Copy out the material below in full, but not its images.

(Labeled-object pointing entries)
------------------------------------------------------------------------

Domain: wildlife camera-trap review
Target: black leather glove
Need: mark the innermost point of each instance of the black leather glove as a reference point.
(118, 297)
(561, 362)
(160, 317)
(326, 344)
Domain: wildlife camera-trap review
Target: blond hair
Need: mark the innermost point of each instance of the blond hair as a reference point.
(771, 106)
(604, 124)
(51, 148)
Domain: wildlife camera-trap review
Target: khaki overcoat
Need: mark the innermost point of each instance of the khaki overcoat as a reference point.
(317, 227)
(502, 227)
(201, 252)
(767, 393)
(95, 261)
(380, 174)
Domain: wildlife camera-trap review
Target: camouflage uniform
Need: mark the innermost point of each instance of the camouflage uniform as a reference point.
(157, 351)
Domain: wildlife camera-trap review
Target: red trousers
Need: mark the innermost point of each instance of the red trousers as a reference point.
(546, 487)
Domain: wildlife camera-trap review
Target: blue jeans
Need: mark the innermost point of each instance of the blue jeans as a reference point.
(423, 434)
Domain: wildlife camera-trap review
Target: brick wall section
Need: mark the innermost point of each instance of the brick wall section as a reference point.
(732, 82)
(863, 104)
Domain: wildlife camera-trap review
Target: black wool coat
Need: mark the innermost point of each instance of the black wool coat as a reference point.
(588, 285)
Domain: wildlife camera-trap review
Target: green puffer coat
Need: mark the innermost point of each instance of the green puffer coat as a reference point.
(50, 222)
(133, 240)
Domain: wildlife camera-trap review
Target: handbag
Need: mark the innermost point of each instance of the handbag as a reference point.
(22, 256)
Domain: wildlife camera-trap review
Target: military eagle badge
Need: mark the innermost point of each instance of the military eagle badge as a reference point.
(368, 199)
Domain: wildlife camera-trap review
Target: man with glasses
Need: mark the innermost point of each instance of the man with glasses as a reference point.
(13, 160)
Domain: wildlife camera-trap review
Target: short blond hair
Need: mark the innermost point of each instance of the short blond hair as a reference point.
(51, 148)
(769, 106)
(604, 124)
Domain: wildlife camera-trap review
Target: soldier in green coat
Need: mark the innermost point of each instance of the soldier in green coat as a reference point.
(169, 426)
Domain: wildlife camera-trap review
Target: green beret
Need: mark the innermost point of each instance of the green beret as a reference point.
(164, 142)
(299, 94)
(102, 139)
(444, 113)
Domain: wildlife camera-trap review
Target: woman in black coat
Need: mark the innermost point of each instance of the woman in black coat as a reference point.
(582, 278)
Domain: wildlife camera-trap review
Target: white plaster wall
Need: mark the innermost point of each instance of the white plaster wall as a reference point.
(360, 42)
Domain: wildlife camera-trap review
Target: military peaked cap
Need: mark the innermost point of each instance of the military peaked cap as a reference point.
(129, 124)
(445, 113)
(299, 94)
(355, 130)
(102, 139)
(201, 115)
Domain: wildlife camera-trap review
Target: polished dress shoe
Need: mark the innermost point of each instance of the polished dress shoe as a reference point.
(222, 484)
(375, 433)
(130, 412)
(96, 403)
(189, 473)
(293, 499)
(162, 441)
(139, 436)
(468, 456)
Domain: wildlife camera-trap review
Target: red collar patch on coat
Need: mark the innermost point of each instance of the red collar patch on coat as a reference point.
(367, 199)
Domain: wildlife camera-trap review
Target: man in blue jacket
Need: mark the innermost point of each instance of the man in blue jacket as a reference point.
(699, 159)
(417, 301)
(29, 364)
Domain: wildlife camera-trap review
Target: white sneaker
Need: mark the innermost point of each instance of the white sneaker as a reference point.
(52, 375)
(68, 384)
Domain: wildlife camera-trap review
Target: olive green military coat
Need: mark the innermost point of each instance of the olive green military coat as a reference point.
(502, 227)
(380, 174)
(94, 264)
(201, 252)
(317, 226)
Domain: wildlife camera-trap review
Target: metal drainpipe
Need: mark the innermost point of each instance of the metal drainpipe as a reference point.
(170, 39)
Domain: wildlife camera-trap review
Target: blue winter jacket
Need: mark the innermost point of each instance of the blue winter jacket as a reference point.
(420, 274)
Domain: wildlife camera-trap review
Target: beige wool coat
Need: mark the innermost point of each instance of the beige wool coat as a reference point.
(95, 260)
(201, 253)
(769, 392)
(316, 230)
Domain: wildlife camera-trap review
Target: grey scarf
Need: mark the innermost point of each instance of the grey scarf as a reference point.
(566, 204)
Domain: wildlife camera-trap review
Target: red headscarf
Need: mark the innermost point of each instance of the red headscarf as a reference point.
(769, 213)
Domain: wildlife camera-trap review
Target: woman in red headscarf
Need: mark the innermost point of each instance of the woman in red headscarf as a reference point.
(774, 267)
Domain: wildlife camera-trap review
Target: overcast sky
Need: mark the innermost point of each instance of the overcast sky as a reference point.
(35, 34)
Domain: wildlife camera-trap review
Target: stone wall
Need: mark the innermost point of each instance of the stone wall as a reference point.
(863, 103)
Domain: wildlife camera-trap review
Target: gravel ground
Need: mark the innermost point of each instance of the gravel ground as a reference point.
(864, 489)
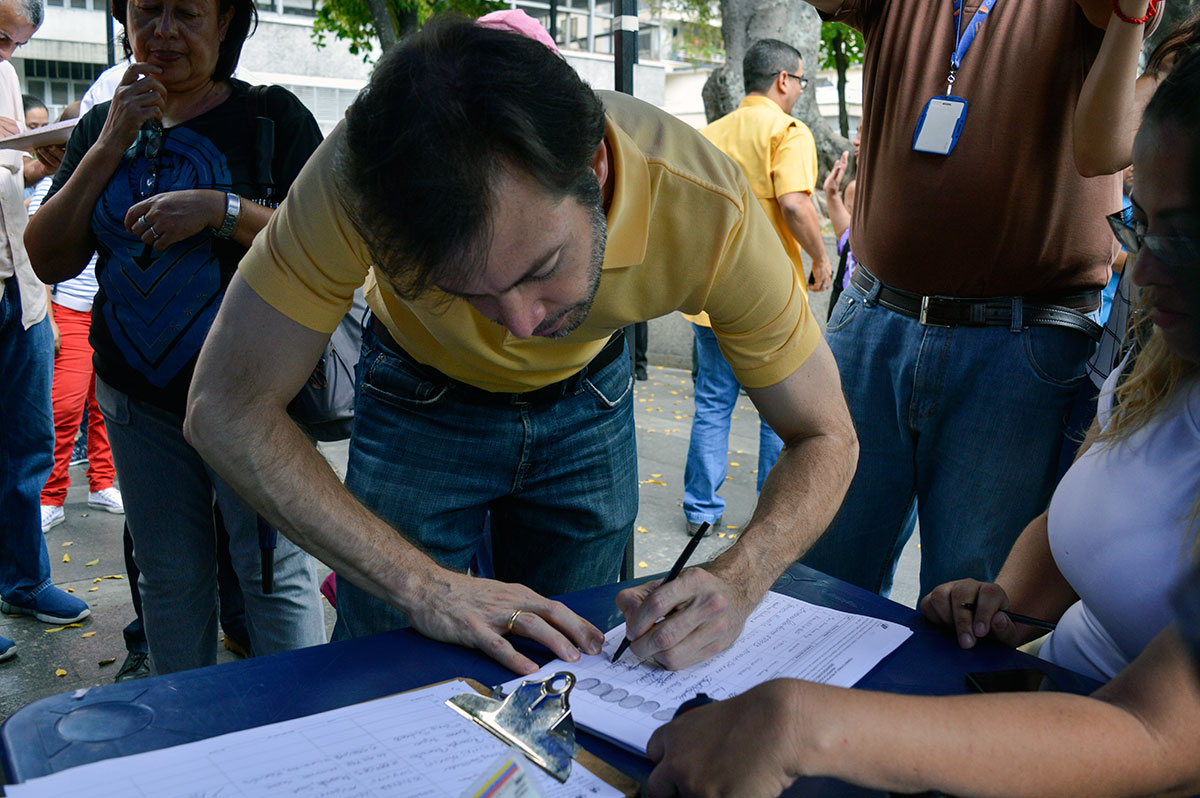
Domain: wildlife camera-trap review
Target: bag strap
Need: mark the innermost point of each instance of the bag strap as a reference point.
(263, 143)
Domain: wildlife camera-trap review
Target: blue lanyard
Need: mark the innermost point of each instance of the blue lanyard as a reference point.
(965, 39)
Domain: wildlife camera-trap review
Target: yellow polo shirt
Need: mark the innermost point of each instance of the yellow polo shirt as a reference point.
(684, 234)
(778, 155)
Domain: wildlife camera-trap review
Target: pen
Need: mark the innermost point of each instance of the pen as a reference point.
(675, 571)
(1019, 618)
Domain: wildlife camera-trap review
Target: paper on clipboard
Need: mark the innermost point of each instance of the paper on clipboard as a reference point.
(43, 136)
(407, 744)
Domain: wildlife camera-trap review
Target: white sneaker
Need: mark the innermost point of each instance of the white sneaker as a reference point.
(52, 516)
(108, 499)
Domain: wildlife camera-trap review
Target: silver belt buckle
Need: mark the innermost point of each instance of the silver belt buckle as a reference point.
(924, 312)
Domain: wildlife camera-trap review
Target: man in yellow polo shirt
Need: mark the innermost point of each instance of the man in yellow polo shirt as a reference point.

------------------------------------------------------------------------

• _TASK RESPONSE_
Domain: wildlife camera-trap review
Target: black leather glove
Need: mark the innermost point of each instance of the black leather glove as a reference point.
(118, 297)
(561, 362)
(160, 317)
(326, 344)
Domain: wildlife camera-trap review
Target: blond hair
Need: mark the innermost point of each instance of the blond hair as a reference point.
(771, 106)
(604, 124)
(51, 148)
Domain: wildlife camera-trap review
Target: khaki overcoat
Need: mark the innermost point of each instance of the khaki overcoat as a reference point.
(317, 227)
(502, 227)
(201, 252)
(767, 393)
(95, 261)
(380, 174)
Domain: wildlife camera-trap review
Target: camouflage uniform
Need: mark the innermost point of each instance of the camouflage uniform as a reference point.
(157, 351)
Domain: wildlife camera-trap review
Target: red trousers
Need: mark the innermost point of each instance of the red trousers as a reference point.
(546, 487)
Domain: wildlife camera-trap review
Target: blue jeans
Need: mark the innermost point of each instance of the blue jeans as a reference point.
(423, 434)
Domain: wildlife camera-trap review
Target: brick wall section
Need: mark the innermost point of each instance of the brick wall section as a reference point.
(732, 82)
(863, 104)
Domain: wildlife camera-trap review
Target: black wool coat
Need: mark the innermost point of each instance of the black wool coat as a reference point.
(588, 285)
Domain: wildlife camera-trap review
Target: green puffer coat
Need: mark the innermost point of each instance of the green puffer coat as a reference point.
(50, 222)
(133, 240)
Domain: wildlife camera-trap review
Target: handbag
Need: mark the innermost point of each instance of the handbag as a reference point.
(22, 256)
Domain: wildlife camera-trap review
Target: military eagle badge
Need: mark the innermost point of each instance of the military eagle badge as a reference point.
(368, 199)
Domain: wildlife camera-trap review
Target: man with glasses
Need: mark the innermost point of each instance of the man with glasses as a reference point.
(13, 160)
Domain: wildlife camera-trap review
Target: short blond hair
Need: mark the innermost point of each instance of the short blond hair as a reference point.
(51, 148)
(769, 106)
(604, 124)
Domain: wildlife camera-trap review
Target: soldier in green coat
Need: mark the innermost point of each instance of the soldier in green coat as a reference point.
(169, 426)
Domain: wildlife camera-trap review
Target: green beret
Need: mark the innermost point of each instance of the green beret as a reference point.
(164, 142)
(299, 94)
(102, 139)
(444, 113)
Domain: wildlife camera-trap review
Target: woman in black coat
Need: mark the innermost point of each instance of the woman in black coat as a reference point.
(582, 278)
Domain: wildlife camera-trap review
Target: white plaster wall
Need: mark the innermost point of each instance of the white plaster wall as a reference point.
(360, 42)
Domain: wildlife camera-trap review
Target: military peaked cap
Need: mark the innermost point of each instance of the military peaked cap as a reference point.
(129, 124)
(445, 113)
(299, 94)
(355, 130)
(102, 139)
(201, 115)
Domain: wildlife camera-trap review
Target: polished dress shoe
Need: mark the innermost point of each instance of the polished dress shoe as a reference point.
(222, 484)
(375, 433)
(130, 412)
(96, 403)
(189, 473)
(293, 499)
(162, 441)
(139, 436)
(468, 456)
Domain: wildlife camera-trap review
Target: red collar patch on coat
Need: mark the innermost point of each instance of the red collar patch on coat as a reference point.
(367, 199)
Domain: wildlife camera-trap review
Target: man in blue jacket
Need: mark the innermost point of each instance of the man in blue jacket as a reference point.
(699, 159)
(417, 301)
(29, 364)
Domain: wildlife camera-trap review
Target: white sneaker
Need: mark the innermost point of each instance of the white sneaker as a reference point.
(52, 375)
(68, 384)
Domain: wildlife camera-trap review
Target: olive green military coat
Need: mark the innermost point of each instance of the olive green military coat as a reference point.
(502, 227)
(380, 174)
(94, 264)
(201, 252)
(317, 226)
Domain: wildlife camera-trap review
Target: metal drainpipe
Need: mark the innermost point of each instance of the metal drainpipe as a reference point.
(170, 39)
Domain: wildlife camera-trap review
Target: blue winter jacket
Need: mark the innermost point of each instance of the blue winter jacket as a reference point.
(420, 274)
Domain: wildlife camera-trap review
Target: beige wool coat
Need: mark the innermost point of each instance of the beige wool coat as a reference point.
(95, 260)
(201, 253)
(769, 392)
(316, 230)
Domain: wildlife camera-trap review
Target: grey scarf
Need: mark the innermost point of each instance of the grey scarf as a reference point.
(566, 204)
Domain: wildlife camera-trap review
Target: red headscarf
Need: mark the innermost point of each instance of the red headscarf as a reference point.
(769, 213)
Domain: wildlife camera-trap review
Target: woman in red headscarf
Need: mark the innermost point of each instance of the woman in red headscarf as a reference point.
(774, 267)
Domain: wildlife camera-trap review
Target: overcast sky
Need: mark the innermost point of each instance of the overcast sky as a reference point.
(35, 34)
Domain: wildlife camera-trap review
Target: stone wall
Need: mark the innermost point of each instance of the stone wall as a reference point.
(863, 103)
Domain: wildlife camera-trap review
Target: gravel ground
Need: mark the innermost point of each instance of the gravel ground as a reference point.
(864, 489)
Domain: wildlife camera-trap review
Target: bag strap
Need: mark the innermost point of each instance of the bag strap as a reference point.
(263, 143)
Domain: wildlife camera-trap review
Target: blue lanyard
Need: mark the innermost point of each instance of the blue lanyard as a reference point.
(965, 39)
Domain: wildlife camera-trap review
Target: yellow polo shirt
Need: mark the innermost point of each instance of the yellow polo shirt as a reference point.
(684, 234)
(778, 155)
Domain: wildlife camera-trap review
Target: pen
Need: mark the innermost point of each instance of the pen as a reference point.
(675, 571)
(1019, 618)
Domain: wildlife camera-trap review
Target: paper on clipboard
Need: mark the innermost point of each instance of the paper on clipboard as a reference point.
(43, 136)
(407, 744)
Domain: wildlife camera-trap review
Target: white sneaker
Need: mark the innermost point of each instance of the white sneaker as a reference point.
(52, 516)
(108, 499)
Domain: wildlife camera-trap review
Target: silver belt buckle
Need: mark the innermost point of each instance of the silver belt buckle as a reference point.
(924, 312)
Domain: wildlife camera-trap review
Target: man in yellow polo shirt
Need: mark the innermost point of each instance of the man in yellow polo shirt as a reference point.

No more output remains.